> 提示文
__________

ではギターで和音は演奏できないのかというと勿論そんなことはなく、根音が一番下にさえあれば各構成音をオクターブを変えてある程度自由に配置することができる。
また、鍵盤楽器であれば左手やペダル、バンド形態であればベースが基本的に根音を担当するため、鍵盤楽器の右手、或いはバンドのベース以外の楽器は根音を省略して演奏することも多い。
特にテンションの乗った和音では指や弦の数が足りなくなるため、根音のみならず根音に倍音として含まれ和音の性格をあまり左右しないフィフスすら省略されることもしばしば。このような左手、ベースが担当する音を特にベース音とも呼ぶ。
CM7のバリエーション(画像参照) |
俗に分数コードと呼ばれるコードは大きく分けて3種類存在する。
順番に説明する。
和音の構成音を根音を除いて自由に配置できるのは前述した通りだが、では根音は常に一番下に無ければいけないのかというとこちらも勿論そんなことはない。
根音以外の構成音を最低音に置くことを転回と呼び、転回された和音を転回形と呼ぶ。アカデミックな場面では第n転回形などと呼ばれるが、コードネームでは分数のようにスラッシュを使い、分子にコードネーム、分母に最低音(ベース音)を置いて表現する(ex. Cm7/G)。若しくは、コードネームon最低音の形で書かれる場合もある(ex. Cm7onG)。
C7→C7/E→C7/G→C7/B♭ (1つ目は和音自体を展開させた場合、2つ目は上部の和音を保持したままベース音だけを変えた場合) |
ベース音が和音の構成音に含まれない分数コード。ベースとコードを分離して考えることで、より自由な発想でコードを組み立てることができる。また、上部の和音を保持したままベース音だけ変わる等、杓子定規にコードネームを振るとかえって可読性が落ちる場合に用いられることもある。
例えば、AmのコードからベースがA→G→Fと下がっていく場合に、Am→Am7/G→F△7と書くより、Am→Am/G→Am/Fと書いたほうが(読む人間にもよるが)認識が容易。

__________

> 出題 A
和音の解説文から、「特にテンションの乗った和音で」から「場合に用いられることもある。」までを、両端の語句も含めて一字も変えずに抜き出してください。
> 出題 B
和音の解説文では、根音以外の構成音を最低音に置くことを何と呼ぶか。

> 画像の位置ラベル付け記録
__________

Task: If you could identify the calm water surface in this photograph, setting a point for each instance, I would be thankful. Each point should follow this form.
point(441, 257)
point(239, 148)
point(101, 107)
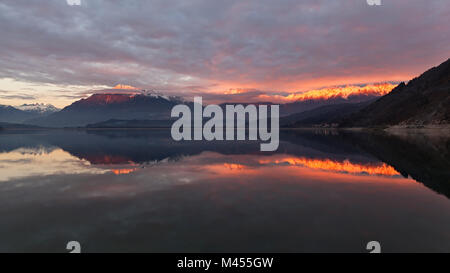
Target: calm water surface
point(139, 191)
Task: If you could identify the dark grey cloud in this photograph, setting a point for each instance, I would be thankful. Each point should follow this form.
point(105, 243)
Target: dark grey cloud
point(178, 45)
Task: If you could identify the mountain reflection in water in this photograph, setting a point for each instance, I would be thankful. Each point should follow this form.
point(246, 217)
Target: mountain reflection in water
point(138, 190)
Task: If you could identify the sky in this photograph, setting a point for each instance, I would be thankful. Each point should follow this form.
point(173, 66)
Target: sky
point(57, 53)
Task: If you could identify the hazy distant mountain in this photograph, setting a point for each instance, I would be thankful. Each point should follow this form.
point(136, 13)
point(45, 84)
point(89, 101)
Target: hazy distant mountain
point(425, 100)
point(134, 123)
point(8, 125)
point(25, 112)
point(310, 104)
point(324, 116)
point(38, 108)
point(103, 107)
point(13, 115)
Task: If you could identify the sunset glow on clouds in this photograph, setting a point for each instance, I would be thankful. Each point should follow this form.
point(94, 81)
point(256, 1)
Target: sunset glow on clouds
point(265, 49)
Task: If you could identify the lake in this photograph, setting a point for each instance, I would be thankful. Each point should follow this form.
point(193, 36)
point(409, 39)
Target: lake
point(140, 191)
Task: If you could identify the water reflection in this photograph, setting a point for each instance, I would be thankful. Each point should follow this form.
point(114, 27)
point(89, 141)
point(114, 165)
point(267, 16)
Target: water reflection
point(138, 190)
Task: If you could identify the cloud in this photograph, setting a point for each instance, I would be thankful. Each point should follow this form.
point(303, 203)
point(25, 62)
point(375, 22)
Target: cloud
point(202, 46)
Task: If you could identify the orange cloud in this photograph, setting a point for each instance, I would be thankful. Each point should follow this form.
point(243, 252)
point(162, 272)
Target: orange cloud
point(335, 166)
point(125, 87)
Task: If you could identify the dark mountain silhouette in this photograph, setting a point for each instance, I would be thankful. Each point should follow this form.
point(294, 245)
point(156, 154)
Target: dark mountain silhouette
point(103, 107)
point(302, 106)
point(425, 100)
point(324, 116)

__________

> 解答結果 A
特にテンションの乗った和音では指や弦の数が足りなくなるため、根音のみならず根音に倍音として含まれ和音の性格をあまり左右しないフィフスすら省略されることもしばしば。このような左手、ベースが担当する音を特にベース音とも呼ぶ。
CM7のバリエーション(画像参照) |
俗に分数コードと呼ばれるコードは大きく分けて3種類存在する。
順番に説明する。
和音の構成音を根音を除いて自由に配置できるのは前述した通りだが、では根音は常に一番下に無ければいけないのかというとこちらも勿論そんなことはない。
根音以外の構成音を最低音に置くことを転回と呼び、転回された和音を転回形と呼ぶ。アカデミックな場面では第n転回形などと呼ばれるが、コードネームでは分数のようにスラッシュを使い、分子にコードネーム、分母に最低音(ベース音)を置いて表現する(ex. Cm7/G)。若しくは、コードネームon最低音の形で書かれる場合もある(ex. Cm7onG)。
C7→C7/E→C7/G→C7/B♭ (1つ目は和音自体を展開させた場合、2つ目は上部の和音を保持したままベース音だけを変えた場合) |
ベース音が和音の構成音に含まれない分数コード。ベースとコードを分離して考えることで、より自由な発想でコードを組み立てることができる。また、上部の和音を保持したままベース音だけ変わる等、杓子定規にコードネームを振るとかえって可読性が落ちる場合に用いられることもある。

> 解答結果 B
転回と呼ぶ。